▸ OBJECTIVE:
Present all of the lines below as a numbered list, omitting any blank lines.

▸ EXERCISE MATERIALS:
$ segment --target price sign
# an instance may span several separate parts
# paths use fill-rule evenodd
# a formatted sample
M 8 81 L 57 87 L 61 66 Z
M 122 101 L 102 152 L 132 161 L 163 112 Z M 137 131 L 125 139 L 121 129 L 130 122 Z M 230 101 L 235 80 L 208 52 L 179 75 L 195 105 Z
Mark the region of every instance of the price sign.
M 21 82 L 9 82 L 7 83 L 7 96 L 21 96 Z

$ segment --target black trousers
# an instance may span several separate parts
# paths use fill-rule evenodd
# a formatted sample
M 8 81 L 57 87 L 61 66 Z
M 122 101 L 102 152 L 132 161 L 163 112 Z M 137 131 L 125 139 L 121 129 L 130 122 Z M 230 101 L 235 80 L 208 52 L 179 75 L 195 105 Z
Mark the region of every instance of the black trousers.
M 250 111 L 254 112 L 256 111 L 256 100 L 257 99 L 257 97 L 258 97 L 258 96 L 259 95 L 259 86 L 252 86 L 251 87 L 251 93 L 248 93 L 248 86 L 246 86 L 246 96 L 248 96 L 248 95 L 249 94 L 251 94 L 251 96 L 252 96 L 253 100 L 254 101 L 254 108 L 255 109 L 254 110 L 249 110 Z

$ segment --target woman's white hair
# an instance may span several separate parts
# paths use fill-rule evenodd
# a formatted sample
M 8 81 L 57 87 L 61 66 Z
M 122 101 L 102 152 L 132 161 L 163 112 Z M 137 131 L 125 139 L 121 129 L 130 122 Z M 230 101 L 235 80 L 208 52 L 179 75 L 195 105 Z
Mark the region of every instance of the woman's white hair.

▸ PROBLEM SOLUTION:
1. $ segment --target price sign
2. # an instance may span several separate parts
3. # paths use fill-rule evenodd
4. # a formatted sample
5. M 8 81 L 57 87 L 61 66 Z
6. M 122 101 L 102 152 L 132 161 L 163 112 Z M 137 131 L 125 139 L 121 129 L 130 122 Z M 230 101 L 235 80 L 208 52 L 179 75 L 195 105 Z
7. Mark the region of every instance of the price sign.
8. M 21 82 L 9 82 L 7 83 L 7 96 L 21 96 Z
9. $ segment --target black trousers
10. # an instance may span several separate parts
11. # paths use fill-rule evenodd
12. # a formatted sample
13. M 8 81 L 57 87 L 61 66 Z
14. M 122 101 L 102 152 L 132 161 L 163 112 Z M 137 131 L 125 139 L 121 129 L 130 122 Z M 230 101 L 235 80 L 208 52 L 179 75 L 195 105 Z
15. Mark the region of every instance of the black trousers.
16. M 250 111 L 254 112 L 256 111 L 256 100 L 257 99 L 257 97 L 258 97 L 258 96 L 259 95 L 259 86 L 252 86 L 251 87 L 251 93 L 248 93 L 248 86 L 246 86 L 246 96 L 248 96 L 248 95 L 249 94 L 251 94 L 251 96 L 252 96 L 253 100 L 254 101 L 254 108 L 255 109 L 254 110 L 249 110 Z
17. $ segment --target woman's white hair
18. # an instance may span several separate parts
19. # paths use fill-rule evenodd
20. # a formatted sample
21. M 8 81 L 57 87 L 61 66 Z
22. M 122 101 L 102 152 L 132 161 L 163 112 Z M 137 131 L 125 139 L 121 129 L 130 122 Z M 230 101 L 235 80 L 208 52 L 179 75 L 195 105 Z
23. Mark the region of every instance of the woman's white hair.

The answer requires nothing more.